--- What needs to be done ---
Count the lines in the items below that contain the string "dresser", treating uppercase and lowercase as different, and reply with only that number.

Detection examples:
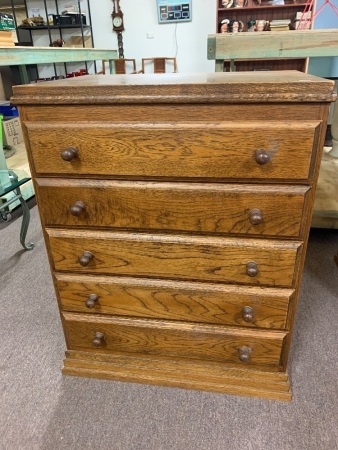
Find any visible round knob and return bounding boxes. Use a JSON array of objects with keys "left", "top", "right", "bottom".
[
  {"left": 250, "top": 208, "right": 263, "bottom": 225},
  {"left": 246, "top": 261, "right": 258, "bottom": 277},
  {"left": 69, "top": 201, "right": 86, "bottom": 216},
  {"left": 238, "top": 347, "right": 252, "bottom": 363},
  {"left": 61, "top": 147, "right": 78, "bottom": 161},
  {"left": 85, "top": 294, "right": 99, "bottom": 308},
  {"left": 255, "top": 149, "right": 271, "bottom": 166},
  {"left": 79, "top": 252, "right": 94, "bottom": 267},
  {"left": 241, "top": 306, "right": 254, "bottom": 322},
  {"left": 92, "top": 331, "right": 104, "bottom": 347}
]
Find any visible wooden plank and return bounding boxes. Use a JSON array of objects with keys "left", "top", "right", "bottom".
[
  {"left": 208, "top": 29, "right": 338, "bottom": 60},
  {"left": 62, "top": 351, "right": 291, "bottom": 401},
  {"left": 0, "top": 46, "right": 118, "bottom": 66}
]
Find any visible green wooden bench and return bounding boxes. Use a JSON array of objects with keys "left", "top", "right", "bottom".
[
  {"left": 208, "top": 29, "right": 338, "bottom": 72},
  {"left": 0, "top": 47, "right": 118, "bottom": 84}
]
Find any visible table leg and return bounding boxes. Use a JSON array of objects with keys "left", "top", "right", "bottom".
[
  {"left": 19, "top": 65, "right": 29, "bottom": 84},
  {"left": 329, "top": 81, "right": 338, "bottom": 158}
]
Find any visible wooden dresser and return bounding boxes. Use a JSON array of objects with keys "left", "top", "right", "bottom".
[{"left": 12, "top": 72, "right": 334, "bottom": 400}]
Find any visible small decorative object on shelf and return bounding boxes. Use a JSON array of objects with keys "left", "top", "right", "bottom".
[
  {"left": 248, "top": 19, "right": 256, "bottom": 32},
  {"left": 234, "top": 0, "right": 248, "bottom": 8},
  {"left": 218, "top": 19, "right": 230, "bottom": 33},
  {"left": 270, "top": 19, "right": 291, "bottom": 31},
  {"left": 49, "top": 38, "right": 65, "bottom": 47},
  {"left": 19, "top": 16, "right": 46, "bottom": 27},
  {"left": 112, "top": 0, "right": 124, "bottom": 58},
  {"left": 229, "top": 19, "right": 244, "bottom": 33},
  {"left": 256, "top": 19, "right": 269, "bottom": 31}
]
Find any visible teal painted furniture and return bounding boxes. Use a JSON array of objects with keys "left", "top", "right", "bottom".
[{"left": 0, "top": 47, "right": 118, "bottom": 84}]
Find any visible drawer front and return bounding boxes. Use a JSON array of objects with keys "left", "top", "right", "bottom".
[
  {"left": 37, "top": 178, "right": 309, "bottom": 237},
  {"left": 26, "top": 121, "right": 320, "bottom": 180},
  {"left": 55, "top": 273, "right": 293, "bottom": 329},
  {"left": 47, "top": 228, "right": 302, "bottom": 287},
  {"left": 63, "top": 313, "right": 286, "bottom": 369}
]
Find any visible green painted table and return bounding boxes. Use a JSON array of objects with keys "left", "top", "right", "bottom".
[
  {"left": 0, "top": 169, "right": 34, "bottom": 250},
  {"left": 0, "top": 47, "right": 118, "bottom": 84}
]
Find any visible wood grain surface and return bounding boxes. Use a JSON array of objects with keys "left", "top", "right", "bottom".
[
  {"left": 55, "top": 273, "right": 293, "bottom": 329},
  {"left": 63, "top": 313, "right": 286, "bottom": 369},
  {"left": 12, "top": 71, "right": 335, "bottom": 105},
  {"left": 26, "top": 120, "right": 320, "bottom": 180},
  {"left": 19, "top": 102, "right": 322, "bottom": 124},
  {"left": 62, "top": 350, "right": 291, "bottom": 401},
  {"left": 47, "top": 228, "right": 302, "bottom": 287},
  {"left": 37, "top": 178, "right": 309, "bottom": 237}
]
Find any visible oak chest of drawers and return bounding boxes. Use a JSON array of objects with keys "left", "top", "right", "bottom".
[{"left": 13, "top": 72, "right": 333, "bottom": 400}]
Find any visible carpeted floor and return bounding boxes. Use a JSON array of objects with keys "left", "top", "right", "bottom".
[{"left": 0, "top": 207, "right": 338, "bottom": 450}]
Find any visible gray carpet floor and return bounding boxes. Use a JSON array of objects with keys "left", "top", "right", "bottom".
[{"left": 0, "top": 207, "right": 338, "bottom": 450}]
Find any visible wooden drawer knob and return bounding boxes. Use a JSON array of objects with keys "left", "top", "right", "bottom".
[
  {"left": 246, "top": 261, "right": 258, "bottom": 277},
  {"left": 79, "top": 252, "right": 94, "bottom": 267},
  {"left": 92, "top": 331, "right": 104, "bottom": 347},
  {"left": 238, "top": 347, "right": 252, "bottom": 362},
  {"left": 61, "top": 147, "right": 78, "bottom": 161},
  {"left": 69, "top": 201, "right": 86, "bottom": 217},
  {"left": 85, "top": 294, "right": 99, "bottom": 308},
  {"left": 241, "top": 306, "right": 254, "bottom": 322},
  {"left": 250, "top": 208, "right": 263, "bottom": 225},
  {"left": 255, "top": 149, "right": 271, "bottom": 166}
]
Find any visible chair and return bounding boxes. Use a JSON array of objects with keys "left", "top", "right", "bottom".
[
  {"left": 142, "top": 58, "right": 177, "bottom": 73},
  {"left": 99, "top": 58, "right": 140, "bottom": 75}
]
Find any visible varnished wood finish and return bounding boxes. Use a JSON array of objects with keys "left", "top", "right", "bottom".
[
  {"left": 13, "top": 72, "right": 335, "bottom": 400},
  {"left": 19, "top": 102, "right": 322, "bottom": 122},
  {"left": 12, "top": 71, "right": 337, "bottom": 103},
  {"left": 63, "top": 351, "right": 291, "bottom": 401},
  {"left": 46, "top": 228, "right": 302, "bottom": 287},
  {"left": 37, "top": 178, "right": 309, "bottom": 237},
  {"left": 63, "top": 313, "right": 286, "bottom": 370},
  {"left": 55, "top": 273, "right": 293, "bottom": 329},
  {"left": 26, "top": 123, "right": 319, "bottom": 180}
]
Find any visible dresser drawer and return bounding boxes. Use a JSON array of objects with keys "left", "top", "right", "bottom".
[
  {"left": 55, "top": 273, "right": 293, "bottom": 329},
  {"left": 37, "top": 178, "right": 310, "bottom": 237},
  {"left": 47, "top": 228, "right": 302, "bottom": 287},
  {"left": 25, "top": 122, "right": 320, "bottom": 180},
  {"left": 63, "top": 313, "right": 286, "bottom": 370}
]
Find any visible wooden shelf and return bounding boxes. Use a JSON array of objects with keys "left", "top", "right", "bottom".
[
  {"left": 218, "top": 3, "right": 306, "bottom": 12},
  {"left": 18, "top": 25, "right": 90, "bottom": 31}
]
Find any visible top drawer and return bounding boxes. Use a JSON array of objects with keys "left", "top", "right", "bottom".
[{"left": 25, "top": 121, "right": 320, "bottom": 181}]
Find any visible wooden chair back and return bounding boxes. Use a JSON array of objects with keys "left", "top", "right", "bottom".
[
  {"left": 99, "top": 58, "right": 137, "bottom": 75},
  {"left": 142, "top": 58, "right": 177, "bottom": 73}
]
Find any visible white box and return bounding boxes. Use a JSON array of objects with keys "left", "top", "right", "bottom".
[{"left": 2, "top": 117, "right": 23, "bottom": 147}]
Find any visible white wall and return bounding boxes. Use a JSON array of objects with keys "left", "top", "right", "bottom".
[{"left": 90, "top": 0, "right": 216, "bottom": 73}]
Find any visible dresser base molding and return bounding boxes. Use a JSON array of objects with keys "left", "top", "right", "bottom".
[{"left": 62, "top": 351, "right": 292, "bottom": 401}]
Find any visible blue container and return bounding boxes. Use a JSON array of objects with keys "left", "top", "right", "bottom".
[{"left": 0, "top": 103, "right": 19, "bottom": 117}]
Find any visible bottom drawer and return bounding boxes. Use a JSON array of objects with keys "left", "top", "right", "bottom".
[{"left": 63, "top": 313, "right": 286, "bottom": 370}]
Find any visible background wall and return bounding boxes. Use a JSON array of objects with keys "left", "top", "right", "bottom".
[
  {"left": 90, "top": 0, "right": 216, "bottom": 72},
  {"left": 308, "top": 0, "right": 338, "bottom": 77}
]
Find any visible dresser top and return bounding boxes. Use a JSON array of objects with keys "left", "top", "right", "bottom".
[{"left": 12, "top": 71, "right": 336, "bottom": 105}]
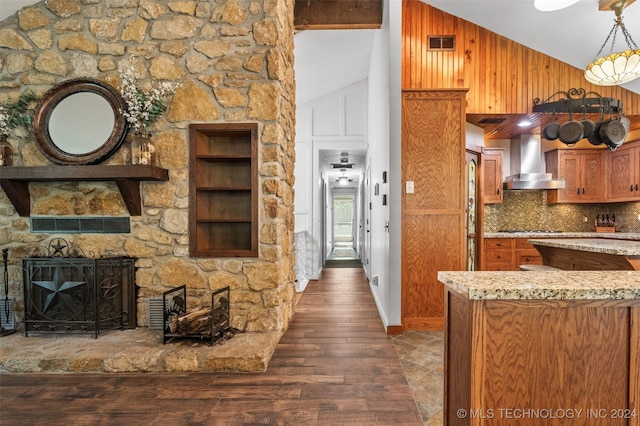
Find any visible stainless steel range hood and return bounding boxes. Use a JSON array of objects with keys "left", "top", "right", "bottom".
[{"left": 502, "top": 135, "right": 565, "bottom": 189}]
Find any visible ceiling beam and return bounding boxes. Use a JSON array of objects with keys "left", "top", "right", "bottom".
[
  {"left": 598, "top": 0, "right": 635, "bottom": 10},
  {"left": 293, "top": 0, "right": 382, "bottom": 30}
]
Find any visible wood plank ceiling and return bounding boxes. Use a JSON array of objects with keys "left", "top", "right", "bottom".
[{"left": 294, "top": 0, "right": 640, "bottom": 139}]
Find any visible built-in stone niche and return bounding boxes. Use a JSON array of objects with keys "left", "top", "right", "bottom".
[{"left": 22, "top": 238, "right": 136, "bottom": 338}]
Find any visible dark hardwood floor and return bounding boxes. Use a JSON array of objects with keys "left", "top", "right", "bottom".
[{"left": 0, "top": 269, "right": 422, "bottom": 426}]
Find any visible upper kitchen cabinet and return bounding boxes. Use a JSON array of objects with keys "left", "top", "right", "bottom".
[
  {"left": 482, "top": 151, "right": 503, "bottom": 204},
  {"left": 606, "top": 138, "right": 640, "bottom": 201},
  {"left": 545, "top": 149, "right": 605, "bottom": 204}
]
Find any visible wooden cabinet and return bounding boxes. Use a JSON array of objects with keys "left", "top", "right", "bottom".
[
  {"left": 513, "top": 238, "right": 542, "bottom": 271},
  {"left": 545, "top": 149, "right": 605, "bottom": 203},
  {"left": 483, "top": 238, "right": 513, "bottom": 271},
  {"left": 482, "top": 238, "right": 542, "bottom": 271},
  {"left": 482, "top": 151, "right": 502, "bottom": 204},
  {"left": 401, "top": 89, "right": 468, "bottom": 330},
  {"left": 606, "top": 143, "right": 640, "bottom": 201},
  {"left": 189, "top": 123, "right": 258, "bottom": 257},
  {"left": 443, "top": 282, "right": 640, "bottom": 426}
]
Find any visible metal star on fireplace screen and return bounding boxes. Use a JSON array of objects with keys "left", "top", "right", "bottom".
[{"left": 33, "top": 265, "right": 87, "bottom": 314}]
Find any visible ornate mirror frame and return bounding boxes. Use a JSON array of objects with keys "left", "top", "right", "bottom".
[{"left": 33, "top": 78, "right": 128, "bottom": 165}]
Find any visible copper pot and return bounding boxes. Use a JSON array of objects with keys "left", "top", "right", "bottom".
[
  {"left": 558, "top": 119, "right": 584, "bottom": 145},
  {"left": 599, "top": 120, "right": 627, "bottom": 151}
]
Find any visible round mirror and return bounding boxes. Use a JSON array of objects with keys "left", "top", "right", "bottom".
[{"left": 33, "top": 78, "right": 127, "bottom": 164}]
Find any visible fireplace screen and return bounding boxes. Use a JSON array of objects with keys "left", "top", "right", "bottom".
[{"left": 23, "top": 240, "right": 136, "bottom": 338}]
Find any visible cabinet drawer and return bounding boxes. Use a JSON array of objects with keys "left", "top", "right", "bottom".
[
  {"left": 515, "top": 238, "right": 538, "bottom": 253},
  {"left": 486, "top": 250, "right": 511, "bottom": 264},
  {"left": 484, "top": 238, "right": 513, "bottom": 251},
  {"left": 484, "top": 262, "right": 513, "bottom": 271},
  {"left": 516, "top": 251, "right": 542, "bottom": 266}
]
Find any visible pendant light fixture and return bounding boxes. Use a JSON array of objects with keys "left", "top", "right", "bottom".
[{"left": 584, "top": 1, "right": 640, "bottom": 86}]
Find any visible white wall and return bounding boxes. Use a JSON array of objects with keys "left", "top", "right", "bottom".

--- Exercise response ---
4